ITEMS
* * *

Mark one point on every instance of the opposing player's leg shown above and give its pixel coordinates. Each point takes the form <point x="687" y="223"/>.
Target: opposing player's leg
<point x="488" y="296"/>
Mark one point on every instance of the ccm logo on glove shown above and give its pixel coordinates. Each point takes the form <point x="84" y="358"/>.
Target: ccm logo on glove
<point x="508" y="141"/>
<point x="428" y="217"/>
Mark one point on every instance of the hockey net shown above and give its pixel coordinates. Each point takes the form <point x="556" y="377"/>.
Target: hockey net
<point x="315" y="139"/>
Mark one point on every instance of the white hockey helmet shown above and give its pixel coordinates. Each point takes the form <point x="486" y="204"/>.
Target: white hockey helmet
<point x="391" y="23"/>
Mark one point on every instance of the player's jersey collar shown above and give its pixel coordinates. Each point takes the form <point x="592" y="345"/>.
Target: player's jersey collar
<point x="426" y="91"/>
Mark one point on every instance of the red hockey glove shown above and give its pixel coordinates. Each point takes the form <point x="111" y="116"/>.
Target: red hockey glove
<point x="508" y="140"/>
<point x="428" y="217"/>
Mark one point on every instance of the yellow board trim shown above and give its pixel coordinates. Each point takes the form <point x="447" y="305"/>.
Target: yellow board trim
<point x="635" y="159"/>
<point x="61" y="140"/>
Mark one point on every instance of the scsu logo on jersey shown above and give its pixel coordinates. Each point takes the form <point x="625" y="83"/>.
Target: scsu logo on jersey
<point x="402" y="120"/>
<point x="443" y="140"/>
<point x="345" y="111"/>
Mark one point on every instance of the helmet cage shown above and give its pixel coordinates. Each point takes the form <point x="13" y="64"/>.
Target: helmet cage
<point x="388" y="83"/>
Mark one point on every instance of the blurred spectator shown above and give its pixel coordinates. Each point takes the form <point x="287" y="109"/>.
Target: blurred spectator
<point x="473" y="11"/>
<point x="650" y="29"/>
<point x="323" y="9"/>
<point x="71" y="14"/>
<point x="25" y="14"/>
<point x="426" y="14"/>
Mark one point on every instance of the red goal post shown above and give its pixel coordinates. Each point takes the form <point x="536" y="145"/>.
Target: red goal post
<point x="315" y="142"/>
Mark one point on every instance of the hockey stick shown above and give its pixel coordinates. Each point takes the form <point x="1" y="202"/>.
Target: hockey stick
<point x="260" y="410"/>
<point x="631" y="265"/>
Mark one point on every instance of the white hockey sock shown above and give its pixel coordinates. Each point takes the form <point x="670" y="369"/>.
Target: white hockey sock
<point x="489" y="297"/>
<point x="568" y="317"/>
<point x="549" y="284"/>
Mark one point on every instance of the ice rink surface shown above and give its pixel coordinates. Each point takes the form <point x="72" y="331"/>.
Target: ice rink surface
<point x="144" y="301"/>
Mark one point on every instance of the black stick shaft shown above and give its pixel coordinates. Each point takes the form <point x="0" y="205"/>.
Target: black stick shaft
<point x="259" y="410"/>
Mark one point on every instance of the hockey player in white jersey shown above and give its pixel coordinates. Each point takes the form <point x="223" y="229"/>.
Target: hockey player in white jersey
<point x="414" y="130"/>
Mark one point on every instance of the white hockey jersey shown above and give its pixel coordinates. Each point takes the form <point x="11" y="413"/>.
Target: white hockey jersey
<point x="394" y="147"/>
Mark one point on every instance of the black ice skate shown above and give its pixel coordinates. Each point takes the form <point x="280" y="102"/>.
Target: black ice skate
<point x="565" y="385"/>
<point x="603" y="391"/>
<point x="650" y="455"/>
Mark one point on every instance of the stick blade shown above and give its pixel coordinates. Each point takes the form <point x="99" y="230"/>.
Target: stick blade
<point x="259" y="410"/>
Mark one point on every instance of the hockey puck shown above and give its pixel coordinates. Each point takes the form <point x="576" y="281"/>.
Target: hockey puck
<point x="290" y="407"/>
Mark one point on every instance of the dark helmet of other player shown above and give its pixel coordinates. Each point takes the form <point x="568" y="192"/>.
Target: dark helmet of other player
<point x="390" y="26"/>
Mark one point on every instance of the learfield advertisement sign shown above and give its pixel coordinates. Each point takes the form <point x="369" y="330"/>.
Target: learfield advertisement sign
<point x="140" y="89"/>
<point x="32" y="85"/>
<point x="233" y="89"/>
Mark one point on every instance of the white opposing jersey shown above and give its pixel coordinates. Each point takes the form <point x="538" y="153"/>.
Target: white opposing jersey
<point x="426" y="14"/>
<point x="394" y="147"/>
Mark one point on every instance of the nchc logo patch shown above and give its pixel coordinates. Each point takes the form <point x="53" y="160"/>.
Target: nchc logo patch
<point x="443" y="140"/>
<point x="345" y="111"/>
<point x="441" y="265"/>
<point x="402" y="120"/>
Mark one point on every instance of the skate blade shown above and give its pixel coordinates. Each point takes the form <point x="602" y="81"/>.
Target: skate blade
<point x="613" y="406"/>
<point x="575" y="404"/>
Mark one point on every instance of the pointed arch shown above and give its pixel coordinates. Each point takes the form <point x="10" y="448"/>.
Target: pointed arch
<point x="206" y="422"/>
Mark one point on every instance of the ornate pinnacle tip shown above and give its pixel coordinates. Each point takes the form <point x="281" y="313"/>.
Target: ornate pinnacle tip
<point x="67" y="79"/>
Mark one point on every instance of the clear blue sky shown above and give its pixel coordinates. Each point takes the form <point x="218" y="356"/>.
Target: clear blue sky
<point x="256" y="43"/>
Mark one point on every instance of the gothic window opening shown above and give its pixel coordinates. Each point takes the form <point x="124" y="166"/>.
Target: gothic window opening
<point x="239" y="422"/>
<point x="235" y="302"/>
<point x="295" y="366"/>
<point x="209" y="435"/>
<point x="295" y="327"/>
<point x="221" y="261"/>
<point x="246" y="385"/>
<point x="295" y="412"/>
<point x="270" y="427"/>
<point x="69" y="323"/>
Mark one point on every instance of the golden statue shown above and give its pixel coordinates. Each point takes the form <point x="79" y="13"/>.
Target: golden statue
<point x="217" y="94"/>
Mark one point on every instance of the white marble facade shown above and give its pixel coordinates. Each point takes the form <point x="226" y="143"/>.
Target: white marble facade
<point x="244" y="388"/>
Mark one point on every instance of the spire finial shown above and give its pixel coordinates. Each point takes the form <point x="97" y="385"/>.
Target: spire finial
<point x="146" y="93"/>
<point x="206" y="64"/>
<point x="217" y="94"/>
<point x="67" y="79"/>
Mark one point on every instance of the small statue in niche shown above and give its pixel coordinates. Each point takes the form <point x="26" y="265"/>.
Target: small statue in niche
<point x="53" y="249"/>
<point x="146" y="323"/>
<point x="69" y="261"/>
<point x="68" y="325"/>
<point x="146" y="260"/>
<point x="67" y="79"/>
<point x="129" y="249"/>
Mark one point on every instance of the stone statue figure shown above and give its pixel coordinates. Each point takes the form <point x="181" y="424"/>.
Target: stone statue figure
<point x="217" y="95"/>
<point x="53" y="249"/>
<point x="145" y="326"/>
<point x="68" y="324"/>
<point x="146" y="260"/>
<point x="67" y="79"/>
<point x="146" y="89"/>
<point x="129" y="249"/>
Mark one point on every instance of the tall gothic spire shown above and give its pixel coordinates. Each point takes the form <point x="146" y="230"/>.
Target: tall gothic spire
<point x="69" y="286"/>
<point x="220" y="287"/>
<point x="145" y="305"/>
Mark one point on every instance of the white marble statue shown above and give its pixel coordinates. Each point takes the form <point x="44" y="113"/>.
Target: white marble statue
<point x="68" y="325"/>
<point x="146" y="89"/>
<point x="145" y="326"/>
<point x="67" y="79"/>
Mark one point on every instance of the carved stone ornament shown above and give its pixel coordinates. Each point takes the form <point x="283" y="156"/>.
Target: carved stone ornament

* * *

AIM
Rewrite all of the records above, substituting "Place one point" for every occurrence of "Mark one point" and leaving everything else unchanged.

TASK RESULT
Place one point on every instance of the opposing player's leg shown above and give its pixel coordinates. Each point takes the form <point x="687" y="223"/>.
Target: opposing player's leg
<point x="488" y="296"/>
Place one point on every instance of the ccm logo on glove shown above and give its pixel coordinates. Each point takes the form <point x="84" y="358"/>.
Target: ccm logo on glove
<point x="508" y="141"/>
<point x="428" y="217"/>
Place one point on every instance of the hockey net shown above and give its pixel coordinates. Each point takes the form <point x="556" y="377"/>.
Target: hockey net
<point x="315" y="139"/>
Place one point on every instance of the white hockey helmet shown above and give its pixel coordinates. Each point takes the form <point x="486" y="204"/>.
Target: white hockey helmet
<point x="391" y="23"/>
Place one point on every instance of the player's jersey collar shown above and give its pixel coordinates. Each point takes the form <point x="592" y="345"/>.
Target: player's jersey collar
<point x="426" y="91"/>
Place one point on every instance of the red hockey glove shown above and give its pixel coordinates. Each point takes the form <point x="111" y="116"/>.
Target: red hockey glove
<point x="508" y="140"/>
<point x="428" y="217"/>
Place one point on every instance of the yellow board trim shown above and give its pixel coordinates. Each point takes the form <point x="447" y="305"/>.
Target: yellow board trim
<point x="635" y="159"/>
<point x="61" y="140"/>
Place one point on every instance of the scsu logo on jersey shown above and give its pixel coordinates. Each point takes the form <point x="625" y="83"/>.
Target: scsu logo on jersey
<point x="402" y="120"/>
<point x="443" y="140"/>
<point x="345" y="111"/>
Place one point on every instance of the helmet cage shown above and give its pixel coordinates. Each point takes the form <point x="13" y="64"/>.
Target: helmet cage
<point x="388" y="83"/>
Place one point on every instance of the blurred spectator shown above and give its pixel coordinates. Each point takes the form <point x="287" y="109"/>.
Target: blurred spectator
<point x="473" y="11"/>
<point x="650" y="29"/>
<point x="323" y="9"/>
<point x="71" y="14"/>
<point x="25" y="14"/>
<point x="426" y="14"/>
Place one point on every instance of the red goal post shown above and give its pixel coordinates. Each point takes the form <point x="536" y="145"/>.
Target: red goal post
<point x="315" y="142"/>
Place one point on every instance of the hockey stick shown above and give its pixel coordinates. Each point takes the form <point x="1" y="202"/>.
Target: hockey stick
<point x="260" y="410"/>
<point x="631" y="265"/>
Place one point on every instance of the white hockey sock shown above and give its pixel coordinates. Each point takes the form <point x="670" y="369"/>.
Target: white hockey sock
<point x="489" y="297"/>
<point x="568" y="317"/>
<point x="549" y="284"/>
Place one point on every instance of the ice rink surface shown above and give its pixel coordinates. Each point takes the form <point x="72" y="331"/>.
Target: ice rink surface
<point x="144" y="301"/>
Place one point on every instance of the black stick shaft shown above and give its pixel coordinates. Each point takes the form <point x="0" y="205"/>.
Target: black stick shaft
<point x="259" y="410"/>
Place one point on every instance of the hockey player in white jersey shown above and give its pixel coordinates. Each point takes the form <point x="223" y="229"/>.
Target: hockey player in white jersey
<point x="414" y="130"/>
Place one point on every instance of the white hockey jersey shown above and give its pixel coordinates. Each point takes the form <point x="11" y="413"/>.
Target: white hockey jersey
<point x="394" y="147"/>
Place one point on every instance of the black ice skate shown above and give its pixel coordinates. Each point takes the form <point x="280" y="102"/>.
Target: black ice skate
<point x="565" y="385"/>
<point x="603" y="391"/>
<point x="650" y="455"/>
Place one point on every instance of the stick blade shown above and give its pixel coordinates. Each point takes the form <point x="99" y="230"/>.
Target: stick blade
<point x="259" y="410"/>
Place one point on every instance of the hockey puck shown above and give its pixel coordinates. Each point takes the form <point x="576" y="281"/>.
Target: hockey puck
<point x="290" y="407"/>
Place one point on every instance of the dark helmet of other player shown above and give its pixel coordinates. Each point takes the form <point x="568" y="192"/>.
Target: dark helmet of other player
<point x="390" y="26"/>
Place one point on every instance of the learfield advertisement sign shown above and give its pixel coordinates. Each point takes the form <point x="369" y="330"/>.
Target: learfield advertisement sign
<point x="140" y="89"/>
<point x="32" y="85"/>
<point x="233" y="89"/>
Place one point on every instance of the white opposing jersey shown above and give its pixel coordinates. Each point takes the form <point x="538" y="153"/>.
Target: white opposing jersey
<point x="426" y="14"/>
<point x="394" y="147"/>
Place one point on every instance of the nchc logo patch shown above and give its pixel coordinates. Each point takes the form <point x="53" y="160"/>.
Target: nchc logo patch
<point x="443" y="140"/>
<point x="345" y="111"/>
<point x="441" y="265"/>
<point x="402" y="120"/>
Place one point on every instance of the skate blade shown above and give its pixel coordinates. Each point takes the form <point x="602" y="81"/>.
Target: skate blade
<point x="613" y="406"/>
<point x="575" y="404"/>
Place one point on every instance of the pointed arch shown above and give its pixel coordinates. Each point takes the form <point x="10" y="448"/>.
Target: pointed arch
<point x="206" y="422"/>
Place one point on every instance of the ornate pinnacle tip shown above and give its pixel coordinates. Each point takes the form <point x="281" y="313"/>.
Target: ornate pinnacle tip
<point x="67" y="79"/>
Place one point on every instance of the clear blue sky shown above and give its pixel coordinates. Each point takes the form <point x="218" y="356"/>.
Target: clear blue sky
<point x="256" y="43"/>
Place one point on every instance of the gothic window opening shown above and give its pixel coordinates. Each point takes the form <point x="124" y="166"/>.
Target: gothic window opening
<point x="239" y="422"/>
<point x="235" y="302"/>
<point x="295" y="366"/>
<point x="209" y="435"/>
<point x="295" y="327"/>
<point x="221" y="261"/>
<point x="246" y="385"/>
<point x="295" y="412"/>
<point x="270" y="427"/>
<point x="69" y="323"/>
Place one point on every instance of the golden statue shown above and give its pixel coordinates. Each point takes the form <point x="79" y="13"/>.
Target: golden statue
<point x="217" y="94"/>
Place one point on every instance of the white marble facade shown above and give its pixel coordinates. Each point takes the form <point x="226" y="143"/>.
Target: white marble facade
<point x="244" y="388"/>
Place one point on every instance of the spire finial shown above and give its pixel coordinates. Each point takes the form <point x="97" y="385"/>.
Target: spire finial
<point x="146" y="93"/>
<point x="206" y="64"/>
<point x="217" y="94"/>
<point x="67" y="79"/>
Place one point on every instance of the small statue in niche shown above and give its pixel coordinates. Each point takes the form <point x="26" y="265"/>.
Target: small statue in niche
<point x="53" y="249"/>
<point x="146" y="323"/>
<point x="69" y="261"/>
<point x="68" y="325"/>
<point x="146" y="260"/>
<point x="67" y="79"/>
<point x="129" y="249"/>
Place one point on every instance of the stone statue figure shown above and give its pixel coordinates. Each point takes the form <point x="181" y="424"/>.
Target: stone statue figure
<point x="217" y="95"/>
<point x="53" y="249"/>
<point x="145" y="326"/>
<point x="68" y="324"/>
<point x="146" y="260"/>
<point x="67" y="79"/>
<point x="146" y="89"/>
<point x="129" y="249"/>
Place one point on every instance of the tall gothic spire shown above and give its pixel coordinates. Each point takes the form <point x="146" y="230"/>.
Target: tall gothic spire
<point x="69" y="286"/>
<point x="220" y="287"/>
<point x="145" y="305"/>
Place one point on every instance of the white marble statue shown above and give its pixel coordinates. Each point takes the form <point x="44" y="113"/>.
Target: white marble statue
<point x="68" y="325"/>
<point x="146" y="89"/>
<point x="145" y="326"/>
<point x="67" y="79"/>
Place one point on every instance of the carved stone ornament shown above and give its pixel coordinates. Each point takes the form <point x="283" y="156"/>.
Target: carved stone ornament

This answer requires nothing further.